Tina Thornburg didn’t fall into just a good read.
She found an enjoyable occupation as a bookstore owner instead.
“It’s a fun store,” Thornburg said. “And I’m never without anything to read.”
The 54-year-old Archie resident owns Harrisonville’s only bookstore, The Thrifty Reader, 2105 Plaza Dr.
How large is the collection, exactly?
Thornburg has no idea.
“A couple thousand, maybe,” she said.
She does know one thing.
“It’s 800-square feet of books,” she said. “And sometimes I say we’re Harrisonville’s best kept secret.”
In an age of e-books and electronic tablets replacing the physical pieces of paper binded into book, Thornburg operates her small stop in Gaslight Shopping Center without a computer.
Her organizational method is done by genre, followed by alphabetical.
“I get told by a lot of people that my organization is better than a lot of other stores,” Thornburg said.
The shop, started by her parents, J.L. and Dana Wyatt, also of Archie, in 1982, celebrated 30 years in existence last month.
Thornburg took over management of the store seven years ago, and shows no signs of slowing down yet.
“People ask me what I think about the bookstores closing, and it’s sad,” she said. “I don’t think any bookstore should close. But on the other hand, I think I’ve benefited because I do get people who have come down from the city.”
Thornburg said she frequently gets asked how reading tablets, specifically Kindle devices, affect her business.
“I have always felt that there was a place for both. I think that most people who have Kindles, feel like that,” Thornburg said. “You have people on both ends - there are people who only read on their Kindles and there are people who only read books.
“A lot of my customers have Kindles - a few of my customers have gotten Kindles as gifts and brought me all their books and said they’re reading a copy of a book again. It takes about two months and they come in with their head kind of hanging and miss holding a book.”
Her advice: Kindles are good for road trips, but for a lot people, when it comes to getting in bed at night, or getting in the bathtub, going to the beach, the book does much better.
“It is an experience,” Thornburg said. “It’s a more than one-sensory experience.”
Thornburg had been living on the West Coast and not working due to a recent back surgery when the opportunity arose.
“They were getting older and ready to retire. It was either close the store or one of the four kids could take it over,” Thornburg said. “I was the only who volunteered to take it over.”
She always had a love for reading which has helped her excel as a bookstore owner.
“I’m an avid reader and always had been since I was a little kid,” Thornburg said. “And I got it from my parents. “
Her father built all the bookshelves in the store, and still keeps the financial records while her mom helps keep shop if she has to be away.
“There are are westerns, historical romances, mysteries, suspense, classics, young adult, military,” Thornburg said. “Pretty much every category that you can think of...there’s a little bit of everything.”

DIRECTIONS =>
a) According to the bookstore article, in what year did Thornburg's parents start the shop?
b) List the book categories Thornburg names in the article's closing quote, which ends "there's a little bit of everything."
The entries that follow are separate from the bookstore article.

DATA TO EXAMINE =>
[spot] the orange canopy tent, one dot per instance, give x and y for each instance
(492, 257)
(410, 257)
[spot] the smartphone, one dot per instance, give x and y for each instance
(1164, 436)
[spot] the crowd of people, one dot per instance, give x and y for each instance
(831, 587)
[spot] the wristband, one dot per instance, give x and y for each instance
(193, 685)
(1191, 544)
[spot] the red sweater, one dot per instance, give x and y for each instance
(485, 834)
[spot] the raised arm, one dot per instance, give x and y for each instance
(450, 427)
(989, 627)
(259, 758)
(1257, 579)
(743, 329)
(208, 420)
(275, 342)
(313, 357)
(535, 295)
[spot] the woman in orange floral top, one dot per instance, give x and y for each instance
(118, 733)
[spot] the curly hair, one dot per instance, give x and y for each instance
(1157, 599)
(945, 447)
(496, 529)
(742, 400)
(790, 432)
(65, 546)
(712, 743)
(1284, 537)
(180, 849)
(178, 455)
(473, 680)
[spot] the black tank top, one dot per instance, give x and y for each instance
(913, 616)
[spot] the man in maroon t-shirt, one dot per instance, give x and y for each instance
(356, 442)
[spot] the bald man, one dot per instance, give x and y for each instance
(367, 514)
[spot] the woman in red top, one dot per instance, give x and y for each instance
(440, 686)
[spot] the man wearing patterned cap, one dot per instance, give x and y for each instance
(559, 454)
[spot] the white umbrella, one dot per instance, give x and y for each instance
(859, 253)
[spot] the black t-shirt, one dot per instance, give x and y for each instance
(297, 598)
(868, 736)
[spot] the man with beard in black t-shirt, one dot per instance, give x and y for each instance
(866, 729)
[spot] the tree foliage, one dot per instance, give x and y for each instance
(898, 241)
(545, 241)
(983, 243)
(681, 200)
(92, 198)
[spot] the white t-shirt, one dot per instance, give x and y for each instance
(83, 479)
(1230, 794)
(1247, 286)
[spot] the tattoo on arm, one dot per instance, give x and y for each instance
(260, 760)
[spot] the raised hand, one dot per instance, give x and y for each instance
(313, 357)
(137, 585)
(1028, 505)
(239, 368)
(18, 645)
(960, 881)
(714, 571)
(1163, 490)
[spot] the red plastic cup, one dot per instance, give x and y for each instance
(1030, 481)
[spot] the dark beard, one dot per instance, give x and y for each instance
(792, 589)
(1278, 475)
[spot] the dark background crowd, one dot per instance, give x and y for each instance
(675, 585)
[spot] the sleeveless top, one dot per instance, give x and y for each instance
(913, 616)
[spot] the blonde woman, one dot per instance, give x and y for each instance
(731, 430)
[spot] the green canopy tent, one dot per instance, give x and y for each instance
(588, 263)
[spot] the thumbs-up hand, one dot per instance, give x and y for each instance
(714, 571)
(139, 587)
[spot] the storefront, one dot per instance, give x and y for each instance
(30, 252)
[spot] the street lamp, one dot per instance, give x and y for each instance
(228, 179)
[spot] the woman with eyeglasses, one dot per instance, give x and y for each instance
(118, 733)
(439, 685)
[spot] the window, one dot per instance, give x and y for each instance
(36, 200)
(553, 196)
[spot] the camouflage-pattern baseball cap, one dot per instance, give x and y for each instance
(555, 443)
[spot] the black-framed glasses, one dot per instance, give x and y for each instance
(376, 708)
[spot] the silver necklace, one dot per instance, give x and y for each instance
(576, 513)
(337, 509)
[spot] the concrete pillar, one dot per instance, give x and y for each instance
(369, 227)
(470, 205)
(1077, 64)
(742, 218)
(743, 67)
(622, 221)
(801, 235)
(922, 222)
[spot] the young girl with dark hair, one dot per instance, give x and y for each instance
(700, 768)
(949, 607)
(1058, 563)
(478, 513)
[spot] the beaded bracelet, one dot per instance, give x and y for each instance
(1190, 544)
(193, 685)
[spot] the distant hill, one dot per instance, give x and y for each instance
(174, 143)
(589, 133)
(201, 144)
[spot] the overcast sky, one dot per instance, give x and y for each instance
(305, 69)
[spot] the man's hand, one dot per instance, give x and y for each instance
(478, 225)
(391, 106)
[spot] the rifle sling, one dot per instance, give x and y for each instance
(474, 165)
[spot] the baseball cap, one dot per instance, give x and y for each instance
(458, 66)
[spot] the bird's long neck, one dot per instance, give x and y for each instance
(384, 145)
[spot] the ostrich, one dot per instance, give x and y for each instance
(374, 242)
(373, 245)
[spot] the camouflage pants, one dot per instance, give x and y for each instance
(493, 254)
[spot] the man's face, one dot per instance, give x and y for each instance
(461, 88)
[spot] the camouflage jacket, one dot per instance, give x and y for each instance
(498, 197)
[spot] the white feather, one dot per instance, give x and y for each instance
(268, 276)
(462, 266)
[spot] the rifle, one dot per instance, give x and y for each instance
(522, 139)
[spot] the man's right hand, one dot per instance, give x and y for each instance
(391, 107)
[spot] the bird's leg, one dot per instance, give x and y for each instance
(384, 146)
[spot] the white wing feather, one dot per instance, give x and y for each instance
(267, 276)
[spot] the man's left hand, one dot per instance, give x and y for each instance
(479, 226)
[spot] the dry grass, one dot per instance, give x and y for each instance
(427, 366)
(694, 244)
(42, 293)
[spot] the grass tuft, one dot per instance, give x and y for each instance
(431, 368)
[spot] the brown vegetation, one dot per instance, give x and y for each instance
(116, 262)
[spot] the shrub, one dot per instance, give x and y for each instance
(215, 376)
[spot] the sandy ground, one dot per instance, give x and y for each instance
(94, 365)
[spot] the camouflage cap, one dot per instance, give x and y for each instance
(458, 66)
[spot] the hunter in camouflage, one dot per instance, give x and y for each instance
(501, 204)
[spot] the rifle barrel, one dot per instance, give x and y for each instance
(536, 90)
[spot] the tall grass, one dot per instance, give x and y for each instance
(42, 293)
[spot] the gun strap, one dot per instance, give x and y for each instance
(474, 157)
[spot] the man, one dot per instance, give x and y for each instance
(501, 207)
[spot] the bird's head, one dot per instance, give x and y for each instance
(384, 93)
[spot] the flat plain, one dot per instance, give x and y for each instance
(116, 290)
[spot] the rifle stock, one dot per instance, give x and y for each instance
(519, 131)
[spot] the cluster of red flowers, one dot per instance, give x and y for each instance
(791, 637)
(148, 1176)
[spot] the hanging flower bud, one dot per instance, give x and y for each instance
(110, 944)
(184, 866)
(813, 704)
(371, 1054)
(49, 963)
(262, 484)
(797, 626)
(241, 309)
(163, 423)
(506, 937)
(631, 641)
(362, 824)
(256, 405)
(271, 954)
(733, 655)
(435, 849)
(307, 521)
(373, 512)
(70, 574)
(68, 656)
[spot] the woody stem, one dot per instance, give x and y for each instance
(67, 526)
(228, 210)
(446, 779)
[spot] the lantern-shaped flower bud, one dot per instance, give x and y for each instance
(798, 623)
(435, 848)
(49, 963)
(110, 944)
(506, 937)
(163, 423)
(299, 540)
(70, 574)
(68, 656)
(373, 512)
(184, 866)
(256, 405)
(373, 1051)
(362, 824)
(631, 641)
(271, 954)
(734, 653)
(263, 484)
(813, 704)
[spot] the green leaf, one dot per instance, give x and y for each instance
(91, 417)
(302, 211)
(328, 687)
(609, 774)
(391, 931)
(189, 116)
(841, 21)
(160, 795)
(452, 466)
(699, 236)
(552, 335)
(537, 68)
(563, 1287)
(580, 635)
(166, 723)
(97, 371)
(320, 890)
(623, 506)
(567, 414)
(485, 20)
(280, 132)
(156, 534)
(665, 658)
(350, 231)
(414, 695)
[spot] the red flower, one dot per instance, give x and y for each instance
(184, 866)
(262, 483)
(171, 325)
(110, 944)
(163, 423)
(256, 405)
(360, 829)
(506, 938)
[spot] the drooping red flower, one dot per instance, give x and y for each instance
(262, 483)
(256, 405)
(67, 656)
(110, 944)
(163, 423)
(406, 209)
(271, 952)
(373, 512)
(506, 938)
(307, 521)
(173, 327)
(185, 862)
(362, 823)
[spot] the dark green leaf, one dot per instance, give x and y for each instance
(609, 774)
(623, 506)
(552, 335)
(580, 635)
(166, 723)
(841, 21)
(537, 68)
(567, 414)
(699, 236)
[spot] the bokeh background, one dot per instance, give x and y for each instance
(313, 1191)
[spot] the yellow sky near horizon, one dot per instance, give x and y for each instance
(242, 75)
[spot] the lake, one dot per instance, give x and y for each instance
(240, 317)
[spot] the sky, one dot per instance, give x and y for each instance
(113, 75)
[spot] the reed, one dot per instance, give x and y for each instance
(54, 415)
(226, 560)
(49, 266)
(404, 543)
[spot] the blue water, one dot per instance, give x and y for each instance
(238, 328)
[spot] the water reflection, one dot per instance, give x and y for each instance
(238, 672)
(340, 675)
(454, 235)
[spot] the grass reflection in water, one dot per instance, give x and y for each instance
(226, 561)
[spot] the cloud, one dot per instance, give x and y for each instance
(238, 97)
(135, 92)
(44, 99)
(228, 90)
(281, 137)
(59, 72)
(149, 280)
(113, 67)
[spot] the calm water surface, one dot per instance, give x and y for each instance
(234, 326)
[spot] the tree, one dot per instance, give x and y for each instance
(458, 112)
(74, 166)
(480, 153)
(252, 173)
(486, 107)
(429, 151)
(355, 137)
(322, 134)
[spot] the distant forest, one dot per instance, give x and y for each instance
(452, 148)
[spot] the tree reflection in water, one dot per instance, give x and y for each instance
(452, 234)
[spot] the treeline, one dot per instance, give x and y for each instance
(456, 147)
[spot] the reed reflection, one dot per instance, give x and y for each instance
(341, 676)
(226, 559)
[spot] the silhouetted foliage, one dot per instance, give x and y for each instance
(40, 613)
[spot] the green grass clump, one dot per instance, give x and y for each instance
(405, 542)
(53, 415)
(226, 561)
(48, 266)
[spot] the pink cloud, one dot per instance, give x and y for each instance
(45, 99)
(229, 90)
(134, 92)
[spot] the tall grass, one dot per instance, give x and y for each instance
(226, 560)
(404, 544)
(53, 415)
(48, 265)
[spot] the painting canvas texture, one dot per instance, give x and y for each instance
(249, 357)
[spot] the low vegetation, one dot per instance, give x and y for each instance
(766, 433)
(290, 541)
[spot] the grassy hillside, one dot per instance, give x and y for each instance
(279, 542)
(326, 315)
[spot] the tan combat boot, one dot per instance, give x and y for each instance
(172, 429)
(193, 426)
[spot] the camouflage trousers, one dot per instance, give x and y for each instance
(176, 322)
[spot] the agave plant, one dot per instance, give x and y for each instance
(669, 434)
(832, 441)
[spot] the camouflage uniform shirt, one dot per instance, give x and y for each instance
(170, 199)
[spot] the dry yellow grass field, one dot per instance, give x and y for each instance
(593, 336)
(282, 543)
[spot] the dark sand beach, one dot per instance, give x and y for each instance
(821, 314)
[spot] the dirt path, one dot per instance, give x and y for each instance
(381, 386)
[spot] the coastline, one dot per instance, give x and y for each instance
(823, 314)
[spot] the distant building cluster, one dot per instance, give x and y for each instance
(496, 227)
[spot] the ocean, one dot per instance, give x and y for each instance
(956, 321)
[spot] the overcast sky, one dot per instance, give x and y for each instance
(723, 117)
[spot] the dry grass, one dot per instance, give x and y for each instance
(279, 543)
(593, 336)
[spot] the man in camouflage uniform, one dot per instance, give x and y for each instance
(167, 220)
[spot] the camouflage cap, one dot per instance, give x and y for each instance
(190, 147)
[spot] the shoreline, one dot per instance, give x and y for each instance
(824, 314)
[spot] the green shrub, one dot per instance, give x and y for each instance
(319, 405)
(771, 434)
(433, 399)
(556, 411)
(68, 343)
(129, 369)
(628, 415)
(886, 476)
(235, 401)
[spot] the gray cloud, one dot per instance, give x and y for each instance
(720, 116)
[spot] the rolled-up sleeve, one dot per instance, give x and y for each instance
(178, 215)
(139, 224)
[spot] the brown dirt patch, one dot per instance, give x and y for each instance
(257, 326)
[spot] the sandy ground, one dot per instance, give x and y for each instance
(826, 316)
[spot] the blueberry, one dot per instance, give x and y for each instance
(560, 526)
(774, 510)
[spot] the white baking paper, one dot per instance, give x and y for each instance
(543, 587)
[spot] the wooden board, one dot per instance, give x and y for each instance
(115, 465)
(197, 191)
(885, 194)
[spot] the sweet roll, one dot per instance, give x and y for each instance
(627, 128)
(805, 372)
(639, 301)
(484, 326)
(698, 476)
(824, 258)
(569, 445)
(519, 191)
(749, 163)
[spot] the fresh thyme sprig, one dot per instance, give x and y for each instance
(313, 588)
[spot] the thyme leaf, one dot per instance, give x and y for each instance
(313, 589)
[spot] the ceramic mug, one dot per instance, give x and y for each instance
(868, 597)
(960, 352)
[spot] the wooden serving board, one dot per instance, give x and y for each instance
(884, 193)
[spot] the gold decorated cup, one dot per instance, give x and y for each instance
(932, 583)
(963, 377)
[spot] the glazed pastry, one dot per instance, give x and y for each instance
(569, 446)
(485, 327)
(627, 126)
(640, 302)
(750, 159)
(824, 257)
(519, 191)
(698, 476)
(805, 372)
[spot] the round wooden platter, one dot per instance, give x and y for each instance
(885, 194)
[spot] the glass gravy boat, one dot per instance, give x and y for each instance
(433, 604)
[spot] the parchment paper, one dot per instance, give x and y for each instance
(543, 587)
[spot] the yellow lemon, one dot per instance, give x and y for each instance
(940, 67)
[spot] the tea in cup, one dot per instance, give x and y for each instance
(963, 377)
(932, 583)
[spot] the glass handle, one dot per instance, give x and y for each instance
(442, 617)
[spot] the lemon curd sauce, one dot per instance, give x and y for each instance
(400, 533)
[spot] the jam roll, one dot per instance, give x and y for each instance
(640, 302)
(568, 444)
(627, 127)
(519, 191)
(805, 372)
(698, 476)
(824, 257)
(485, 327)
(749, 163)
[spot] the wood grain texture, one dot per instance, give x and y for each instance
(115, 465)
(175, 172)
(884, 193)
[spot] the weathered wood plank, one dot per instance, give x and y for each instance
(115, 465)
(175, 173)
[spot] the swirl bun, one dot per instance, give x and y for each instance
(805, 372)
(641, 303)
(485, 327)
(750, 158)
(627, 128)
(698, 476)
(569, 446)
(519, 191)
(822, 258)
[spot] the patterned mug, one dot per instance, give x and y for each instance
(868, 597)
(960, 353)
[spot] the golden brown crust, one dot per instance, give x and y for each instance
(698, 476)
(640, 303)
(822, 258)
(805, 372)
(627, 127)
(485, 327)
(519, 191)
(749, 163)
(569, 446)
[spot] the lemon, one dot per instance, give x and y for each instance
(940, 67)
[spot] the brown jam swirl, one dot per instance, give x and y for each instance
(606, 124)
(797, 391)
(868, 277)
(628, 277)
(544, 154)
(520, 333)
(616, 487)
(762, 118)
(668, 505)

ANSWER SECTION =>
a) 1982

b) Westerns, historical romances, mysteries, suspense, classics, young adult, military